─── DATA TO PROCESS ───
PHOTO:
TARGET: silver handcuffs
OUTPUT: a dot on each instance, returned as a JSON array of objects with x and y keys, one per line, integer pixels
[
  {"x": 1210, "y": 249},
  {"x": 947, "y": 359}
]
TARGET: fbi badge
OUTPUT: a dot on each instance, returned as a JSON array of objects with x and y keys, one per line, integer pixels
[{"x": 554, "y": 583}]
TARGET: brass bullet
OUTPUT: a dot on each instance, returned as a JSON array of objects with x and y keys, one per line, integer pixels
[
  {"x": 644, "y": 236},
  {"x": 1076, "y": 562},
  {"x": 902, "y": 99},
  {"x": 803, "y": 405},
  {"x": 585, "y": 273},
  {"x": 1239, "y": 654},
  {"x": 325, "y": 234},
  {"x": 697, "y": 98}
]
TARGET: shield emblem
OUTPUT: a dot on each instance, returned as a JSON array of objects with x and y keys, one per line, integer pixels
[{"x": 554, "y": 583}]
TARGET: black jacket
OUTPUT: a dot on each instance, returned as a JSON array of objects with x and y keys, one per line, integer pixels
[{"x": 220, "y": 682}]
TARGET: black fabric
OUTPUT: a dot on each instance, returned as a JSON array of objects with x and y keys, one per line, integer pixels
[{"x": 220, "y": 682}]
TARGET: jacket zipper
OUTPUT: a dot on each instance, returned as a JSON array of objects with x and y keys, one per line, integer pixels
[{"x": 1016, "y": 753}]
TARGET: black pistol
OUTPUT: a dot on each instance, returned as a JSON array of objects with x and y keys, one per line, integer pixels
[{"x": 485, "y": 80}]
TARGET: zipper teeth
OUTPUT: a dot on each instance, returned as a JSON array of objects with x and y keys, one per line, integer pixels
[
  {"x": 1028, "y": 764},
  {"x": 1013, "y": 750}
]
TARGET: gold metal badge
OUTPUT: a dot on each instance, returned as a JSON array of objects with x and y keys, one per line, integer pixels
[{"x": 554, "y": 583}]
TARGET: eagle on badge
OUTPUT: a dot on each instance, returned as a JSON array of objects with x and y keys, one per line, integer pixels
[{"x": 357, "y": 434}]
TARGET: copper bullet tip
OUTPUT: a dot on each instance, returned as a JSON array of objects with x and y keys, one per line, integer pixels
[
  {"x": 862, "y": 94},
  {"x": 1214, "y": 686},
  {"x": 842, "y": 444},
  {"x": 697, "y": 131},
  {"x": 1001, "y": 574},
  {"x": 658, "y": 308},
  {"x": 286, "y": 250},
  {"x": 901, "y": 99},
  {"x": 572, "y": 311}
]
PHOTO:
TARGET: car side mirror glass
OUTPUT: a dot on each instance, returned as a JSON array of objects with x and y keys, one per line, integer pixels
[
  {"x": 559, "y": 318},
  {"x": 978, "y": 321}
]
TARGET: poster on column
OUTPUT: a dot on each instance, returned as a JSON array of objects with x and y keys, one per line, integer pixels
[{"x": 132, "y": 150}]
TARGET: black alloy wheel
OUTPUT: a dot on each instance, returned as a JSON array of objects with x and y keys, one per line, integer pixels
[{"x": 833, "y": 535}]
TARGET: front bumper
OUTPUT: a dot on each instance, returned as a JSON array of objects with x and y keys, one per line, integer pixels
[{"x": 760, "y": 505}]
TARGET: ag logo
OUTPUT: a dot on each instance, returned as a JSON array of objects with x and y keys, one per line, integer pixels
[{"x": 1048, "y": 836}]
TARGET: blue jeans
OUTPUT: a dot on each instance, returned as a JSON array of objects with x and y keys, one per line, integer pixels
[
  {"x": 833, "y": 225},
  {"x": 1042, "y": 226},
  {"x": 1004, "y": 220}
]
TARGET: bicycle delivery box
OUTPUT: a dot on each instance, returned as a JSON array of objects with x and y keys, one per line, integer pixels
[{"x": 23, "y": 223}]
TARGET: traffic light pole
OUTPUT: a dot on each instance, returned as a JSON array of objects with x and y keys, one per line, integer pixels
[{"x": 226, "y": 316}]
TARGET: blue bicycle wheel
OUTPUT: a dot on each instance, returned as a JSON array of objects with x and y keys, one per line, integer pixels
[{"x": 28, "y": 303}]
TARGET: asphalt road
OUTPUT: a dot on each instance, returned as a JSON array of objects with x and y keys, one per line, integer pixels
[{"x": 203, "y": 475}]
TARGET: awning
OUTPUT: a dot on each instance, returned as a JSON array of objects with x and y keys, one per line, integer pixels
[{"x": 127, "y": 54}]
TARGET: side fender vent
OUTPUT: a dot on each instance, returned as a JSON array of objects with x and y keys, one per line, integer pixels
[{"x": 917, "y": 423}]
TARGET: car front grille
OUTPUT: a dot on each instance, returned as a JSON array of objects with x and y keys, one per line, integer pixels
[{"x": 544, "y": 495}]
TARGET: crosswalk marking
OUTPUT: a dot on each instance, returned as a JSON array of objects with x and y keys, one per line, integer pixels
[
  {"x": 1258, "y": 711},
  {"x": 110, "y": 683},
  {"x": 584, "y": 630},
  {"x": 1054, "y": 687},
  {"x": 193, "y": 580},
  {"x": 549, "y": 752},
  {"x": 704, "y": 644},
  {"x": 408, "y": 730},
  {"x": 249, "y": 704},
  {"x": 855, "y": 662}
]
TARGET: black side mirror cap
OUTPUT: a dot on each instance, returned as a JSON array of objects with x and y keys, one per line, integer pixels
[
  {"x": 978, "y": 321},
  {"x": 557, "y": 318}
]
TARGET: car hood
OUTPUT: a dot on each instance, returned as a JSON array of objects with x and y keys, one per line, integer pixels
───
◆ WHAT TO PRODUCE: Put the lines from the one containing "TARGET: car hood" through the last line above into a Markdown table with the columns Row and Line. Number each row, and leave out any blank lines.

◆ OUTPUT FOR THIS TASK:
| Row | Line |
|---|---|
| 1 | TARGET: car hood |
| 2 | OUTPUT: a dot on each instance, returned as a JSON array of objects with x and y keys, one per line, integer pixels |